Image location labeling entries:
+ + + +

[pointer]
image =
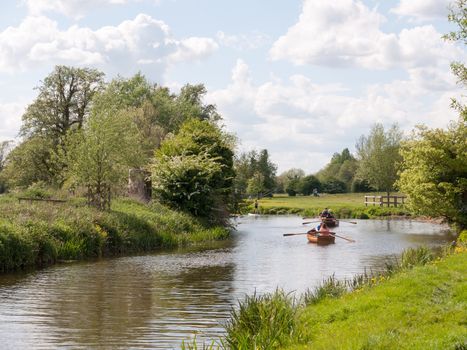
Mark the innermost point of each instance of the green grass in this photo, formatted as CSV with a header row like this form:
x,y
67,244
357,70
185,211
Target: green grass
x,y
41,233
347,205
421,308
418,303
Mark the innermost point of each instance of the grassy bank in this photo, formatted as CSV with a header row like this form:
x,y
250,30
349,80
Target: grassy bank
x,y
418,303
347,205
41,233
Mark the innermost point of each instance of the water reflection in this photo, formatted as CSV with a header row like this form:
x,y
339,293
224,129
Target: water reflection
x,y
155,301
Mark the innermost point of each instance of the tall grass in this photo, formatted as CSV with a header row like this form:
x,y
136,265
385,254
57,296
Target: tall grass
x,y
266,321
42,233
271,321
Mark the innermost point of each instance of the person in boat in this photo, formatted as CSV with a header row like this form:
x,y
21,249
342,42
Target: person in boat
x,y
324,230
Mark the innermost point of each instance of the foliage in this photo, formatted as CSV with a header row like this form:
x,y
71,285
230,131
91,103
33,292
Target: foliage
x,y
458,16
34,160
289,181
308,183
41,234
4,149
378,155
250,168
340,170
100,154
434,172
333,185
62,105
262,322
256,185
193,170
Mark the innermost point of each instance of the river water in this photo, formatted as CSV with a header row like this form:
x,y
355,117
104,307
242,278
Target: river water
x,y
156,301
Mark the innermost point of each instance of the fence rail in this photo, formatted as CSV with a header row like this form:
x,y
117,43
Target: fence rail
x,y
384,200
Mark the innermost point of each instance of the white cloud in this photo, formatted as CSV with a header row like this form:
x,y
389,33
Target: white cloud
x,y
243,41
69,8
347,33
302,122
422,10
193,48
124,48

+ + + +

# WORK TO COMPLETE
Write out each line of the data exactly; the images should be left out.

# TASK ANSWER
[pointer]
image =
Mark the innermost point of each instance of the green grass in this photo, formatted as CSV with a header row like this form:
x,y
67,244
357,70
185,211
Target: green grass
x,y
41,233
347,205
421,308
418,303
Mark the innermost point of each instance of the grassy bank in this photo, formatted as CSV with a header row like this form:
x,y
250,30
349,80
Target: grassy bank
x,y
418,303
347,205
41,233
Mark the innermost point of each instance of the water reflection in this photo, formatted as CSV with a header row like this form:
x,y
339,293
224,129
Target: water reflection
x,y
155,301
Mark the innermost point of each instance of the tall grass in this photo, formatted as CSV with a header row like this form:
x,y
136,265
385,254
57,296
Target: tall grass
x,y
266,321
42,233
271,321
Mark the innermost point of each instance of the person in boat in this photo, formatted as CSV with a header row like this form:
x,y
21,249
342,42
Target: person in boat
x,y
324,230
Mark the innermost point of each instance of the foliage in this photo, formatted as CSV with a header row like this form:
x,y
71,285
230,131
91,103
33,292
Target: foliage
x,y
458,16
34,160
289,181
308,183
41,234
4,149
378,155
250,168
340,170
100,154
434,172
333,185
62,105
262,322
256,185
193,170
Mark the innermost point of each instance of the river water in this photo, formatted as CSV with a header row like this form:
x,y
355,117
104,307
242,278
Target: river water
x,y
156,301
Mark the innermost point of each instance of the fence rail in this photo, formatted as CSV with a header row like this form:
x,y
117,43
Target: fence rail
x,y
384,200
Mark the innermost point of each instance of the white cloud in this photo, formatted as CSV with a header row like this form:
x,y
389,33
Target: white cloud
x,y
243,41
69,8
347,33
302,122
422,10
193,48
124,48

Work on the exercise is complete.